# 本文

+++

奥様は魔女 第14話 北極のサンタクロース

 高度成長期にこのドラマがテレビ放送され、アメリカの豊かな家庭生活と風習に憧れを抱いた私の親世代のニーズに応えるべく、商魂たくましい各企業がクリスマス商戦を展開したように記憶している。


 私の想像は、中らずと雖も遠からずのような気がするのだが、なんにせよ、クリスチャンが行うクリスマスを除き、すっかり大衆化したクリスマスは、宗教色が消え去り、世俗化されてしまった。

 そのため、国公立の学校等でクリスマスツリーを飾ったり、クリスマスソングを歌ったりしても、当該行為の目的が宗教的意義をもち、その効果が宗教に対する援助、助長、促進又は圧迫、干渉等になるような行為でない限り、政教分離の原則を採っている日本国憲法(第20条第1項後段・第3項、第89条前段)に違反しないと考えられている。


 そこで、「条例Webアーカイブデータベース」で「クリスマス」を検索すると、102件ヒットした。そのうちの69件が関東だ。関西では、三重県4件と神戸市1件だ。

+++

# 項目
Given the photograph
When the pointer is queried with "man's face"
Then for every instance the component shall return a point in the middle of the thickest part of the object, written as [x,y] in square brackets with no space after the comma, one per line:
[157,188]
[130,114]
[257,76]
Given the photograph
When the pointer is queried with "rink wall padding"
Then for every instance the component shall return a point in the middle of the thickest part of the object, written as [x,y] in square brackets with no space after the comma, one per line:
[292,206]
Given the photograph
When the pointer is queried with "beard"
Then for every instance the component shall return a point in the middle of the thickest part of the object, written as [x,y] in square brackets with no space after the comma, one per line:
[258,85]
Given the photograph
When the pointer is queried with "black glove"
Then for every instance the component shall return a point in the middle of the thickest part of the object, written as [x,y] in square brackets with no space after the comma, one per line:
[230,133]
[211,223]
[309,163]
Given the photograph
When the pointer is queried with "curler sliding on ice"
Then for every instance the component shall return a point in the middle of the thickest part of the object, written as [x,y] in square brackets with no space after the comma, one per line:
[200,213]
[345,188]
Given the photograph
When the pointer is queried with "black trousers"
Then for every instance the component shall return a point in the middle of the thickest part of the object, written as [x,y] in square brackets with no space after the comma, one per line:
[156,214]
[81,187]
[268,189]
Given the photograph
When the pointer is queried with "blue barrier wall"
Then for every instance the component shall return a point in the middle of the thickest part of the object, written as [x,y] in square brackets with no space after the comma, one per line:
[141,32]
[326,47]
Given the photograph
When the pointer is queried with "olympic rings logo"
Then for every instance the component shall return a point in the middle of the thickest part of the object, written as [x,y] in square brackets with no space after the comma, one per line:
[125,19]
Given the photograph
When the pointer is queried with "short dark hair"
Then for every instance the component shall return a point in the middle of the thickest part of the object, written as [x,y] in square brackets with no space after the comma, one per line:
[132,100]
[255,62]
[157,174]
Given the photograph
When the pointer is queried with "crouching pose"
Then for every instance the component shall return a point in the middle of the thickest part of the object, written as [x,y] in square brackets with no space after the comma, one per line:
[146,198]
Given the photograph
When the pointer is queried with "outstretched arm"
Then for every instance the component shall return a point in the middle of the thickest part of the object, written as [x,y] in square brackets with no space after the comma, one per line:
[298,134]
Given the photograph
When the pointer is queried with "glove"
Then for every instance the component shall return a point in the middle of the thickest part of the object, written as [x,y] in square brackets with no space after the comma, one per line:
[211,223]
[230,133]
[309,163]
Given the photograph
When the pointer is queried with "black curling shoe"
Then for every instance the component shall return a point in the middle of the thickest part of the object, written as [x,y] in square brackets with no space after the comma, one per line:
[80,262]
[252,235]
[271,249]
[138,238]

+++

# やること
a: (i)〜(iii)の記述がそれぞれ本文と合っているかを「はい」か「いいえ」で答え、決め手となる本文の語句を一字も変えずに引用せよ。
(i) 「条例Webアーカイブデータベース」で「クリスマス」を検索すると、102件ヒットした。
(ii) 検索結果のうち、関西では三重県が5件だった。
(iii) 筆者は、クリスチャンが行うクリスマスも含めて宗教色が消え去ったと述べている。
b: 本文について、(i)〜(iii)の問いに一行ずつ答えよ。
(i) 表題では、このドラマの何話とされているか。
(ii) 政教分離の原則に関して挙げられている日本国憲法の条文はどれか。
(iii) 検索でヒットしたもののうち、関東は何件か。
一覧の中身は本文とは関わりがない。

# 最終解答
a:
(i) はい。「102件ヒットした」
(ii) いいえ。「三重県4件と神戸市1件だ」
(iii) いいえ。「クリスチャンが行うクリスマスを除き」

b:
(i) 第14話
(ii) 第20条第1項後段・第3項、第89条前段
(iii) 69件